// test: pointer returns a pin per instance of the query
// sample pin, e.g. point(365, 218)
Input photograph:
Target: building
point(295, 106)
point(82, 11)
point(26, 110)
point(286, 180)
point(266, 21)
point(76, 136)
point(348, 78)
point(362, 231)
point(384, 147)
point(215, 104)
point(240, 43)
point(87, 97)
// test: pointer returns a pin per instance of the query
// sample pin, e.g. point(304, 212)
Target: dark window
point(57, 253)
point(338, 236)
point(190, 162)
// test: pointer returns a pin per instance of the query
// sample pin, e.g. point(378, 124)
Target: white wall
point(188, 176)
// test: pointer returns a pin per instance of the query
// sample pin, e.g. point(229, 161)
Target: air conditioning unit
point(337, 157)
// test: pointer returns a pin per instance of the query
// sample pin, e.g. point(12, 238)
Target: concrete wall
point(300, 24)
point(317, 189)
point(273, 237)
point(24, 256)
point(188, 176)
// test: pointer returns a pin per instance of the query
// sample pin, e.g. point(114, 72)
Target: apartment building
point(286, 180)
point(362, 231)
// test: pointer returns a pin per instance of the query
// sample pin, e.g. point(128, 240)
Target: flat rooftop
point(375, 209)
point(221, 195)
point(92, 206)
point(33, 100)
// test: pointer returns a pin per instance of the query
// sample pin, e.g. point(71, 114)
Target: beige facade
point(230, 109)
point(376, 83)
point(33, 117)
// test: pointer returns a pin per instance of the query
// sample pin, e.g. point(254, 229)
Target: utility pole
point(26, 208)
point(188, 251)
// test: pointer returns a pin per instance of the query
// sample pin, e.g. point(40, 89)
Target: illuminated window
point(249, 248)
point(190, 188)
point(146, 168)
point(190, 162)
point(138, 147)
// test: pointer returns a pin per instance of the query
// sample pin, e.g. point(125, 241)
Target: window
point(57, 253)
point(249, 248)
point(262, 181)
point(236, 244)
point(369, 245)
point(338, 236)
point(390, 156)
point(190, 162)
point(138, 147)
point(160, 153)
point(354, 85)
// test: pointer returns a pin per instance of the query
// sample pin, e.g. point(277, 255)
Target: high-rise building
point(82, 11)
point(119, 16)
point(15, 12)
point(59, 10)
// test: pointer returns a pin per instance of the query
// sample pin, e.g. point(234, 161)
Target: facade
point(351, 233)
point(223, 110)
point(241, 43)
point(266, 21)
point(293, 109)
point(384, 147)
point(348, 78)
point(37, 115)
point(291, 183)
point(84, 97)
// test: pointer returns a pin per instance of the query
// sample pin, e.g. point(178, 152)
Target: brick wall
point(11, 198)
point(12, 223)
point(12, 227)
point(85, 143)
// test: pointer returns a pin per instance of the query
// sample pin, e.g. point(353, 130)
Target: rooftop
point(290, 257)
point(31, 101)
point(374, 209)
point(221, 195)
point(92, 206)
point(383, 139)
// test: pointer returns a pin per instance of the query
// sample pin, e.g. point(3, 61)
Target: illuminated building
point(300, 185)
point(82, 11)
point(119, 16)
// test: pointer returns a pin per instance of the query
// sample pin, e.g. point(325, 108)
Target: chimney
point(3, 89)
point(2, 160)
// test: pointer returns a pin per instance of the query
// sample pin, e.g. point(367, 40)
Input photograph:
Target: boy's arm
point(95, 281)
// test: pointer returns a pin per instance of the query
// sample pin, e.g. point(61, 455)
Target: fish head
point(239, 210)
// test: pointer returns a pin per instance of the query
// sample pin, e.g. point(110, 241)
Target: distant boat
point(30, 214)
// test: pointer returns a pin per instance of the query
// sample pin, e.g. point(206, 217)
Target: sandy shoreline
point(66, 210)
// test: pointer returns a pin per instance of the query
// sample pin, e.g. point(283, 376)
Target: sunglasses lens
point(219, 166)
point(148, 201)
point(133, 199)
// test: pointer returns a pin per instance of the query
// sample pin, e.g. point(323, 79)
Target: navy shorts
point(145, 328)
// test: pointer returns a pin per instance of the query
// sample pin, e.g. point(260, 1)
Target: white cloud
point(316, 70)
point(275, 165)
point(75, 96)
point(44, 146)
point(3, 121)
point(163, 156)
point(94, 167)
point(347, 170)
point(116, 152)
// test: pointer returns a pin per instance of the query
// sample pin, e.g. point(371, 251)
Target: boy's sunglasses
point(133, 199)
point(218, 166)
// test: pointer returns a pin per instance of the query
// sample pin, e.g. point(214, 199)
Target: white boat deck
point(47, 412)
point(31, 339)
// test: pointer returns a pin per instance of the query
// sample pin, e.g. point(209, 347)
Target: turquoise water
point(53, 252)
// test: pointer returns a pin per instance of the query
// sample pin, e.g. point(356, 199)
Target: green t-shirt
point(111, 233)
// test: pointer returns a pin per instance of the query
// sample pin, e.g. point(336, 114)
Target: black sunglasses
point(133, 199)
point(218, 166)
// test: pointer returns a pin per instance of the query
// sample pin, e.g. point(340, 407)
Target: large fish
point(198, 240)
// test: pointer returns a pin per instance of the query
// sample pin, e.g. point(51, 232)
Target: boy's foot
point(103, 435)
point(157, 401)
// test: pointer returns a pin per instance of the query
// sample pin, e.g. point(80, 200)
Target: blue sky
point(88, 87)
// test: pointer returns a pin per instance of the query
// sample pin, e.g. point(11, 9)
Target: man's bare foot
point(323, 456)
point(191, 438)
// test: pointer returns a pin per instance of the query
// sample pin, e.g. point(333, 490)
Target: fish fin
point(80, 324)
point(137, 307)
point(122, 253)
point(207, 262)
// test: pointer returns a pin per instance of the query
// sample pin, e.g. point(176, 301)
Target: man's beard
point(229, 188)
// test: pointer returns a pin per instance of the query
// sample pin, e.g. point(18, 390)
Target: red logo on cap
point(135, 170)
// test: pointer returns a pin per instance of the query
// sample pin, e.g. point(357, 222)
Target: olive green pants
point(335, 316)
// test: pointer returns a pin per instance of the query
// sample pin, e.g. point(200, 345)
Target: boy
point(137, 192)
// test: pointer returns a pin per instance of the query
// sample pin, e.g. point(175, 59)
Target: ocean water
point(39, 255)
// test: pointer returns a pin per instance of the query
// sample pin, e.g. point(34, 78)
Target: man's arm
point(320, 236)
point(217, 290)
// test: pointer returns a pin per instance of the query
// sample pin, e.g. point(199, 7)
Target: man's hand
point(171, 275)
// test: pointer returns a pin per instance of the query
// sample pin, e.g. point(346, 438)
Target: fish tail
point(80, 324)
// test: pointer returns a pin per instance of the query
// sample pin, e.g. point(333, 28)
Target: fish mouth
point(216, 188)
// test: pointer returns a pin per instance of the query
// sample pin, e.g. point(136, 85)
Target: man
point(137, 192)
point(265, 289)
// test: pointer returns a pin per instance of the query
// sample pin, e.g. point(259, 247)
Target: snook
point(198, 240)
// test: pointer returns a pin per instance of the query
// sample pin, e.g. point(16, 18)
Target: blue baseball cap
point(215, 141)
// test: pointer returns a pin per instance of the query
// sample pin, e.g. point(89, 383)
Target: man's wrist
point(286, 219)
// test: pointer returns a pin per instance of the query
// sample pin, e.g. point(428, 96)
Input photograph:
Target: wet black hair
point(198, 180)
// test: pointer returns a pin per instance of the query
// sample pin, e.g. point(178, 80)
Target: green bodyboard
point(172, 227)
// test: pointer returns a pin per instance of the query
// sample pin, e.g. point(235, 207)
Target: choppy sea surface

**YOUR GOAL**: Write out the data exactly as it stands.

**OUTPUT FOR THIS TASK**:
// test: pointer returns a pin per instance of the query
// sample pin, e.g. point(365, 218)
Input photograph:
Target: building
point(295, 106)
point(82, 11)
point(26, 110)
point(286, 180)
point(266, 21)
point(76, 136)
point(348, 78)
point(362, 231)
point(384, 147)
point(215, 104)
point(240, 43)
point(87, 97)
// test: pointer returns a pin per instance of the query
// sample pin, e.g. point(304, 212)
Target: dark window
point(57, 253)
point(338, 236)
point(190, 162)
// test: pointer returns a pin per instance of the query
// sample pin, e.g. point(378, 124)
Target: white wall
point(188, 176)
// test: pointer returns a pin per instance of the query
// sample pin, e.g. point(229, 161)
Target: air conditioning unit
point(337, 157)
// test: pointer returns a pin per instance of the query
// sample pin, e.g. point(12, 238)
Target: concrete wall
point(300, 24)
point(317, 189)
point(273, 237)
point(24, 256)
point(188, 176)
// test: pointer returns a pin per instance of the query
// sample pin, e.g. point(114, 72)
Target: apartment building
point(286, 180)
point(362, 231)
// test: pointer returns a pin per instance of the query
// sample pin, e.g. point(128, 240)
Target: flat rooftop
point(375, 209)
point(221, 195)
point(92, 206)
point(33, 100)
// test: pointer returns a pin per instance of the query
// sample pin, e.g. point(71, 114)
Target: beige facade
point(230, 109)
point(376, 83)
point(33, 117)
// test: pointer returns a pin per instance of the query
// sample pin, e.g. point(254, 229)
Target: utility pole
point(26, 208)
point(188, 251)
// test: pointer returns a pin per instance of the query
// sample pin, e.g. point(40, 89)
Target: illuminated window
point(249, 248)
point(190, 188)
point(146, 168)
point(190, 162)
point(138, 147)
// test: pointer returns a pin per instance of the query
// sample pin, e.g. point(125, 241)
Target: window
point(57, 253)
point(249, 248)
point(262, 181)
point(236, 244)
point(369, 245)
point(338, 236)
point(390, 156)
point(190, 162)
point(138, 147)
point(160, 153)
point(354, 85)
// test: pointer returns a pin per instance of the query
// sample pin, e.g. point(277, 255)
Target: high-rise building
point(82, 11)
point(119, 16)
point(15, 12)
point(59, 10)
// test: pointer returns a pin per instance of the query
// sample pin, e.g. point(234, 161)
Target: facade
point(351, 233)
point(223, 110)
point(241, 43)
point(266, 21)
point(293, 109)
point(384, 147)
point(348, 78)
point(37, 115)
point(291, 183)
point(84, 97)
// test: pointer returns a pin per instance of the query
// sample pin, e.g. point(178, 152)
Target: brick wall
point(11, 198)
point(12, 223)
point(12, 227)
point(85, 143)
// test: pointer returns a pin per instance of the query
// sample pin, e.g. point(353, 130)
Target: rooftop
point(290, 257)
point(31, 101)
point(374, 209)
point(221, 195)
point(92, 206)
point(383, 139)
// test: pointer returns a pin per instance of the query
// sample pin, e.g. point(3, 61)
Target: illuminated building
point(300, 185)
point(82, 11)
point(119, 16)
// test: pointer returns a pin per instance of the query
// sample pin, e.g. point(325, 108)
Target: chimney
point(3, 89)
point(2, 160)
// test: pointer returns a pin per instance of the query
// sample pin, e.g. point(367, 40)
Input photograph:
Target: boy's arm
point(95, 281)
// test: pointer returns a pin per instance of the query
// sample pin, e.g. point(61, 455)
Target: fish head
point(239, 210)
// test: pointer returns a pin per instance of the query
// sample pin, e.g. point(110, 241)
Target: distant boat
point(30, 214)
// test: pointer returns a pin per instance of the query
// sample pin, e.g. point(206, 217)
Target: sandy shoreline
point(66, 210)
// test: pointer returns a pin per instance of the query
// sample pin, e.g. point(283, 376)
Target: sunglasses lens
point(219, 166)
point(148, 201)
point(133, 199)
// test: pointer returns a pin per instance of the query
// sample pin, e.g. point(323, 79)
Target: navy shorts
point(145, 328)
// test: pointer returns a pin per instance of the query
// sample pin, e.g. point(260, 1)
Target: white cloud
point(316, 70)
point(275, 165)
point(75, 96)
point(44, 146)
point(3, 121)
point(163, 156)
point(94, 167)
point(347, 170)
point(116, 152)
// test: pointer returns a pin per instance of the query
// sample pin, e.g. point(371, 251)
Target: boy's sunglasses
point(133, 199)
point(218, 166)
// test: pointer returns a pin per instance of the query
// sample pin, e.g. point(214, 199)
Target: white boat deck
point(47, 412)
point(31, 339)
// test: pointer returns a pin per instance of the query
// sample pin, e.g. point(209, 347)
Target: turquoise water
point(53, 252)
// test: pointer returns a pin per instance of the query
// sample pin, e.g. point(356, 199)
Target: green t-shirt
point(111, 233)
// test: pointer returns a pin per instance of the query
// sample pin, e.g. point(336, 114)
Target: black sunglasses
point(133, 199)
point(218, 166)
// test: pointer returns a pin per instance of the query
// sample pin, e.g. point(340, 407)
Target: large fish
point(198, 240)
// test: pointer returns a pin per instance of the query
// sample pin, e.g. point(51, 232)
Target: boy's foot
point(103, 435)
point(157, 401)
// test: pointer returns a pin per instance of the query
// sample pin, e.g. point(80, 200)
Target: blue sky
point(88, 87)
// test: pointer returns a pin per instance of the query
// sample pin, e.g. point(11, 9)
Target: man's bare foot
point(323, 456)
point(191, 438)
// test: pointer returns a pin per instance of the query
// sample pin, e.g. point(333, 490)
Target: fish fin
point(80, 324)
point(137, 307)
point(122, 253)
point(207, 262)
// test: pointer returns a pin per instance of the query
// sample pin, e.g. point(176, 301)
Target: man's beard
point(229, 188)
// test: pointer returns a pin per instance of the query
// sample pin, e.g. point(18, 390)
Target: red logo on cap
point(135, 170)
// test: pointer returns a pin per instance of the query
// sample pin, e.g. point(357, 222)
Target: olive green pants
point(335, 316)
// test: pointer returns a pin per instance of the query
// sample pin, e.g. point(200, 345)
Target: boy
point(137, 192)
// test: pointer returns a pin per instance of the query
// sample pin, e.g. point(175, 59)
Target: ocean water
point(39, 255)
// test: pointer returns a pin per instance of the query
// sample pin, e.g. point(34, 78)
Target: man's arm
point(320, 236)
point(217, 290)
// test: pointer returns a pin per instance of the query
// sample pin, e.g. point(199, 7)
Target: man's hand
point(171, 275)
// test: pointer returns a pin per instance of the query
// sample pin, e.g. point(346, 438)
Target: fish tail
point(80, 324)
// test: pointer returns a pin per instance of the query
// sample pin, e.g. point(333, 28)
Target: fish mouth
point(216, 188)
// test: pointer returns a pin per instance of the query
// sample pin, e.g. point(136, 85)
Target: man
point(137, 192)
point(265, 289)
// test: pointer returns a pin per instance of the query
// sample pin, e.g. point(259, 247)
Target: snook
point(198, 240)
// test: pointer returns a pin per instance of the query
// sample pin, e.g. point(16, 18)
Target: blue baseball cap
point(215, 141)
// test: pointer returns a pin per instance of the query
// sample pin, e.g. point(89, 383)
Target: man's wrist
point(286, 219)
// test: pointer returns a pin per instance of the query
// sample pin, e.g. point(428, 96)
Input photograph:
Target: wet black hair
point(198, 180)
// test: pointer returns a pin per instance of the query
// sample pin, e.g. point(178, 80)
Target: green bodyboard
point(172, 227)
// test: pointer returns a pin per instance of the query
// sample pin, e.g. point(235, 207)
Target: choppy sea surface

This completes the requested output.